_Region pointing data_
━━━━━━━━━━━━━━━━
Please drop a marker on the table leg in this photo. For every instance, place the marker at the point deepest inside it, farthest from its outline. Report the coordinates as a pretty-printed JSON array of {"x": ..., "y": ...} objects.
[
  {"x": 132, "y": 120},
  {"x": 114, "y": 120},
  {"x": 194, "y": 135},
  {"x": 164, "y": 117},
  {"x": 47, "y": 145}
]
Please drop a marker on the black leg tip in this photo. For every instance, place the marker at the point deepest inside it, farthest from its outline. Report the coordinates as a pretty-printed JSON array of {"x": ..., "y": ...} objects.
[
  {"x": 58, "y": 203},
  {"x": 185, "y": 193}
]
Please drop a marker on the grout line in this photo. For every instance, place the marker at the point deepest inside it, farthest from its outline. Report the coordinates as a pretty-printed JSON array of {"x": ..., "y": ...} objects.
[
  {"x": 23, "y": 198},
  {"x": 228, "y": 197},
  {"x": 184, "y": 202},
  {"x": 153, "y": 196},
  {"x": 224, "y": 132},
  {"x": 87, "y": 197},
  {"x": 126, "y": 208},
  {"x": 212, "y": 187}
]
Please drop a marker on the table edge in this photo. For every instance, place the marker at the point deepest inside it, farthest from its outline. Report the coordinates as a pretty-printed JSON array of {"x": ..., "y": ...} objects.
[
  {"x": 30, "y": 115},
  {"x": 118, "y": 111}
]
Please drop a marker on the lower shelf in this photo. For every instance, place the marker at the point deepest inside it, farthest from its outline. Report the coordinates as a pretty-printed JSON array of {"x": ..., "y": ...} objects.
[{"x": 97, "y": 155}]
━━━━━━━━━━━━━━━━
_PROMPT_
Nothing but the lines from the one that contains "Please drop a marker on the lower" through the end of the data above should appear, each reproduced exactly.

_SOLUTION FOR THIS EXERCISE_
Please drop a marker on the lower shelf in this photo. For every instance, place the marker at the point deepest inside it, farthest from its outline. Report the coordinates as a pretty-printed JSON array of {"x": ..., "y": ...} objects.
[{"x": 97, "y": 155}]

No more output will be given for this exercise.